(Saved entries)
--- START ---
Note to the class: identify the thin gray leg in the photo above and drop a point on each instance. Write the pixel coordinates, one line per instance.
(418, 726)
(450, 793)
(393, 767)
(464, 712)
--- END ---
Copy every record above verbatim and in full.

Note to the class: identify the thin gray leg in the photo above and drop a point on each instance. Write the pixel coordinates, one line per instance.
(418, 726)
(450, 793)
(393, 767)
(464, 712)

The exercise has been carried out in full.